During a series of events rarely seen inside a Colorado courtroom, Gregory Nessler was allowed Tuesday during his sentencing hearing to turn and face the family of the Maine man he killed last year while driving high on drugs.
Before he was sentenced to four years in prison for vehicular homicide and four years for vehicular assault, Nessler fought back tears and vowed to Christopher Douglass' family to live his life the way their son and brother no longer could.

"I take full responsibility for my actions," Nessler said facing the 15 friends and family members in the courtroom after being granted permission to do so by Judge David Williams. "I can truly say he's an inspiration for the way I wish I could live my life. I'm truly, deeply sorry."

Nessler, a 21-year-old Colorado State University student, was sentenced Tuesday afternoon in Fort Collins after pleading guilty in March to the vehicular homicide and assault charges filed against him after a fatal crash on May 31, 2008, on U.S. Highway 287 north of Fort Collins.

He'll serve the two sentences concurrently and serve three years of mandatory parole upon his release. His attorneys can file a motion to reconsider the sentence in the next nine to 12 months.

With the prescription drug Xanax, marijuana and cocaine in his system, prosecutors say Nessler dozed off and his Chevrolet Avalanche collided head-on with the Toyota Camry driven by 24-year-old Amy White of Denver and carrying the 28-year-old Douglass of Lisbon.

The Camry was demolished, and Douglass was pronounced dead at the scene. White survived, but a year and a month after the crash, she has permanent brain damage, is in a child-like state and is blind in one eye, according to a Colorado State Patrol victim's advocate.

━━━━━━━━━━━━━━━━

Written tasks:
A: According to the sentencing article, how many years of mandatory parole will Nessler serve after his release?
B: Copy the listing from its first line through the line containing "Try it now — locate the white ceiling", swapping "plain English" for "ordinary English" and keeping everything else the same. Leave the pictures out.

━━━━━━━━━━━━━━━━

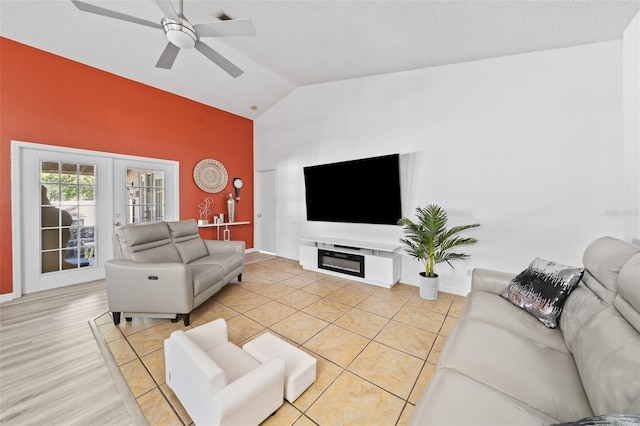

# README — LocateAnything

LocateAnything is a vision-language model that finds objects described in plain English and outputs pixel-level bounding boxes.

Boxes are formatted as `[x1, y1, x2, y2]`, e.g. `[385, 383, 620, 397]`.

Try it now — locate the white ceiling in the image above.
[0, 0, 640, 119]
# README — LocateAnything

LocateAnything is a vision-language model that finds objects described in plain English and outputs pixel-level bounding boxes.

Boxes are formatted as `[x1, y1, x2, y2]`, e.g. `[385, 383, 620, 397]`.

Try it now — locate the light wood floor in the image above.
[0, 253, 280, 425]
[0, 281, 145, 425]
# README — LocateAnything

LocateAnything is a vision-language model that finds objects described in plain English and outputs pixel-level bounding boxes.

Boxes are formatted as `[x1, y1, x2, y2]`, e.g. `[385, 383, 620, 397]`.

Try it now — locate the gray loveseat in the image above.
[105, 219, 245, 325]
[409, 237, 640, 426]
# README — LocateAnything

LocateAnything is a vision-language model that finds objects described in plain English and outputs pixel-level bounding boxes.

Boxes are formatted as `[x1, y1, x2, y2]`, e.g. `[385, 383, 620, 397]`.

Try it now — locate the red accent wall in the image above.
[0, 37, 253, 294]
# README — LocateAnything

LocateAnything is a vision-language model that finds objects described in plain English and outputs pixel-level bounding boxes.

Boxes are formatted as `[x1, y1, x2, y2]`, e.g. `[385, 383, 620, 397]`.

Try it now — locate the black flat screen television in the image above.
[304, 154, 402, 225]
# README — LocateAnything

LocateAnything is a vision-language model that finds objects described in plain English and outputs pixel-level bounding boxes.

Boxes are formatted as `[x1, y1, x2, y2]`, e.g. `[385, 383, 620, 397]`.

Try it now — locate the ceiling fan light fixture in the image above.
[161, 18, 198, 49]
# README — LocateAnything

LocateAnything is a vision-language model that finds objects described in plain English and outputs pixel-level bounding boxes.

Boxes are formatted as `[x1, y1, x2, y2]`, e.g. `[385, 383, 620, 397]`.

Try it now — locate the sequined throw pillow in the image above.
[552, 414, 640, 426]
[501, 257, 584, 328]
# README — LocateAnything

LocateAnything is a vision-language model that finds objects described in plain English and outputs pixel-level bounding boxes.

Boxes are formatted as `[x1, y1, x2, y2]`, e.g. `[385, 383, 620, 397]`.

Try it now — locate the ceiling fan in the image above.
[71, 0, 256, 78]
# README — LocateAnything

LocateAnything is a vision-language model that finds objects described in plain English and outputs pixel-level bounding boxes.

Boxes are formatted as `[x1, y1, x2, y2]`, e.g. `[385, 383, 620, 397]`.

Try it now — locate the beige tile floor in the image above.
[96, 258, 464, 426]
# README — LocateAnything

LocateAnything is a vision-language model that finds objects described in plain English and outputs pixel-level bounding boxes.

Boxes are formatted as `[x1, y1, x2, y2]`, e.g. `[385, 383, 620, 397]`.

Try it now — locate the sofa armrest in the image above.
[186, 318, 229, 352]
[105, 260, 193, 313]
[471, 268, 516, 294]
[164, 330, 227, 424]
[203, 240, 244, 256]
[215, 358, 285, 424]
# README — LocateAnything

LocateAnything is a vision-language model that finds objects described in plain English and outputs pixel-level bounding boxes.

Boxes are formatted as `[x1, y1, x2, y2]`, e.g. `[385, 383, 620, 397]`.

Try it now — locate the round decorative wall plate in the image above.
[193, 159, 229, 194]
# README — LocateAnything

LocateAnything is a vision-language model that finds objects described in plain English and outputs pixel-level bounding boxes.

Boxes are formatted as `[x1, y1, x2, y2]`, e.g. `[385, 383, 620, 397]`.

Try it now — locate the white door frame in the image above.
[10, 140, 180, 302]
[253, 169, 278, 254]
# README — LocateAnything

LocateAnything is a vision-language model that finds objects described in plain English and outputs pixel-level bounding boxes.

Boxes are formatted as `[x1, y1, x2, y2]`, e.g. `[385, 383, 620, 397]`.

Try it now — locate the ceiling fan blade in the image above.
[71, 0, 162, 28]
[156, 0, 182, 21]
[196, 40, 244, 78]
[156, 43, 180, 70]
[193, 19, 256, 37]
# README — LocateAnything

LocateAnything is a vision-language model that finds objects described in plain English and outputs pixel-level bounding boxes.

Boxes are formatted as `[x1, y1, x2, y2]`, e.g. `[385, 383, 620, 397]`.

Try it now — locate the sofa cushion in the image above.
[190, 253, 242, 275]
[409, 366, 557, 426]
[438, 316, 593, 421]
[560, 237, 640, 414]
[569, 300, 640, 418]
[187, 264, 225, 297]
[582, 237, 640, 302]
[460, 291, 569, 353]
[207, 342, 261, 383]
[116, 222, 182, 263]
[501, 258, 584, 328]
[167, 219, 209, 263]
[613, 253, 640, 332]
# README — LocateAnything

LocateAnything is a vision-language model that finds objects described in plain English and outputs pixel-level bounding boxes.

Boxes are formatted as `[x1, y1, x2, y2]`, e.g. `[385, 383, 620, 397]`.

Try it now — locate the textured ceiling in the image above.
[0, 0, 640, 118]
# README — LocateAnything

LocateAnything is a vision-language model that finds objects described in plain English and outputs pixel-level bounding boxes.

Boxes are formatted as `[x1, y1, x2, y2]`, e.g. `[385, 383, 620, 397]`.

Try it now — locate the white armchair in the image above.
[164, 319, 285, 426]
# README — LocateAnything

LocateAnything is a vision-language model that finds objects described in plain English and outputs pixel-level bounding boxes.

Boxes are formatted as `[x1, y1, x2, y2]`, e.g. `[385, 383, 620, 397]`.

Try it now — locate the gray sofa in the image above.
[105, 219, 245, 325]
[409, 237, 640, 425]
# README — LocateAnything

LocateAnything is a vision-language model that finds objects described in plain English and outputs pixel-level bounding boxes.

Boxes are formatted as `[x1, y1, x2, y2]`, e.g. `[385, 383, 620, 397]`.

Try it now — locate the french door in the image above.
[12, 142, 179, 298]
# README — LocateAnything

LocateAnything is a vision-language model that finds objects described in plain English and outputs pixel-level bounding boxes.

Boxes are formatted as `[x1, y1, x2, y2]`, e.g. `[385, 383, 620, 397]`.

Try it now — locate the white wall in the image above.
[254, 41, 624, 294]
[618, 10, 640, 241]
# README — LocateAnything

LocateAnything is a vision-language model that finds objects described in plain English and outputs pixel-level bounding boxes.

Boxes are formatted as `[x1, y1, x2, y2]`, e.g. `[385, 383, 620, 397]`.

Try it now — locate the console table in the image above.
[198, 222, 251, 241]
[299, 236, 402, 288]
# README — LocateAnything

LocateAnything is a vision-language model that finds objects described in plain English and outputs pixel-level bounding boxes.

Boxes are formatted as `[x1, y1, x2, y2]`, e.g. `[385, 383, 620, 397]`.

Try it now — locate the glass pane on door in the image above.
[125, 168, 165, 224]
[40, 161, 96, 274]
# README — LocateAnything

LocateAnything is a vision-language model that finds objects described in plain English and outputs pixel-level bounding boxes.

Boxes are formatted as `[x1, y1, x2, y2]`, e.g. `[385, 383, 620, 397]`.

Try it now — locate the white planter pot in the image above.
[419, 272, 438, 300]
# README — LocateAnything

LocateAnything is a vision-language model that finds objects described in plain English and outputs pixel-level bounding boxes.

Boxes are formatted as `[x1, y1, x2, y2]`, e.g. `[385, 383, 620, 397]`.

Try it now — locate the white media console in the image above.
[300, 236, 402, 288]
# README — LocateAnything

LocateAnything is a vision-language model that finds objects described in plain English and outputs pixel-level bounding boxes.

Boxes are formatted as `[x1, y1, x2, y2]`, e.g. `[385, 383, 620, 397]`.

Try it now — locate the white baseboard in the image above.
[0, 293, 17, 303]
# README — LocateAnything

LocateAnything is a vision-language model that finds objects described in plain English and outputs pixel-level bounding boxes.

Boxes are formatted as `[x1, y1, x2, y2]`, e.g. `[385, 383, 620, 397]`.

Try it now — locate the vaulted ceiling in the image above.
[0, 0, 640, 119]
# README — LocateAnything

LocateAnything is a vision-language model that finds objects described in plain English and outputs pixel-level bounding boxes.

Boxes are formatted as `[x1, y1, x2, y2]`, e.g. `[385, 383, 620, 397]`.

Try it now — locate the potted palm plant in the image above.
[398, 204, 480, 300]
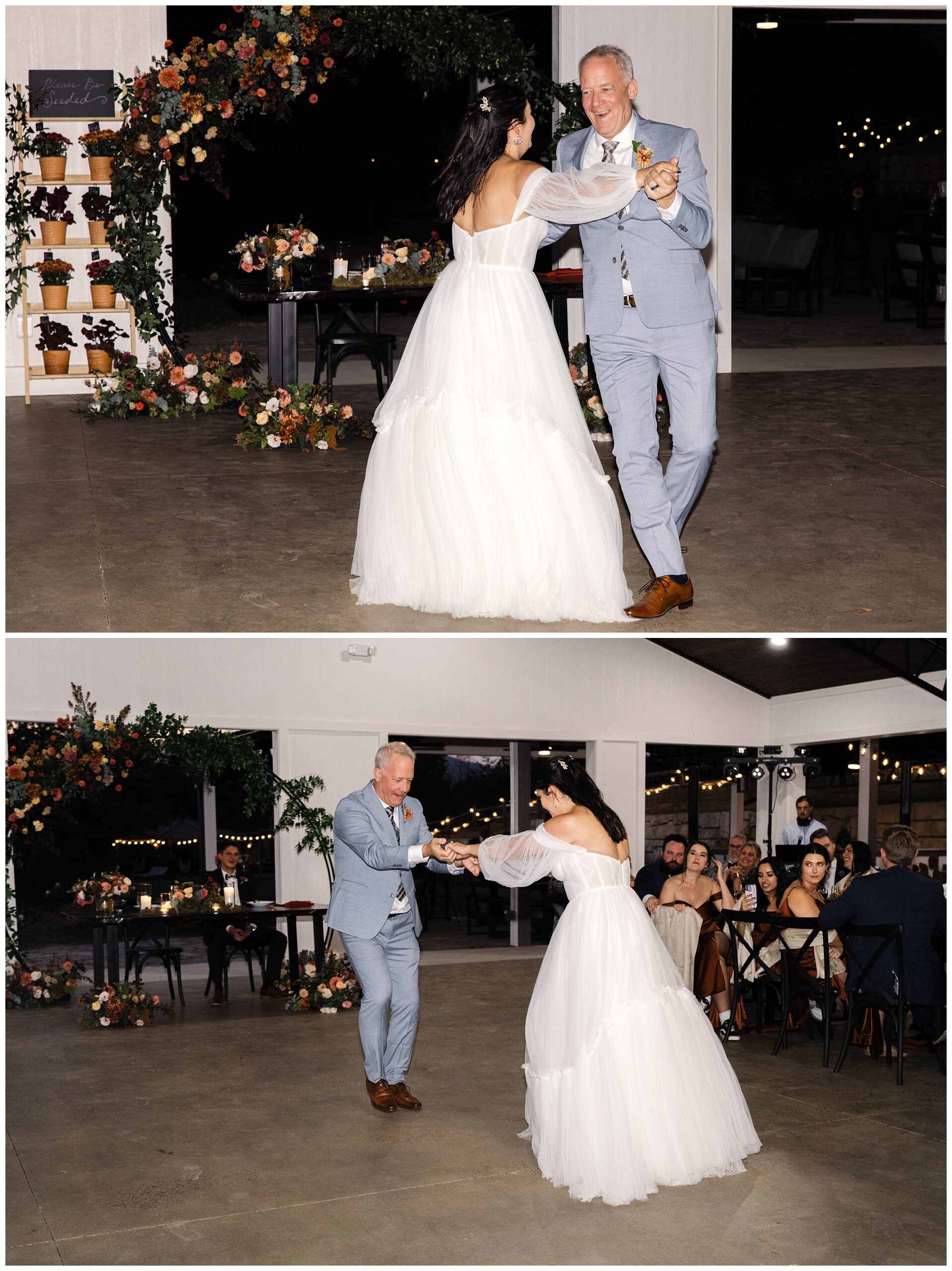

━━━━━━━━━━━━━━━━

Solutions to the exercise:
A: Three years.

B:
# README — LocateAnything

LocateAnything is a vision-language model that finds objects described in ordinary English and outputs pixel-level bounding boxes.

Boxes are formatted as `[x1, y1, x2, y2]`, e.g. `[385, 383, 620, 397]`.

Try it now — locate the white ceiling in the image above.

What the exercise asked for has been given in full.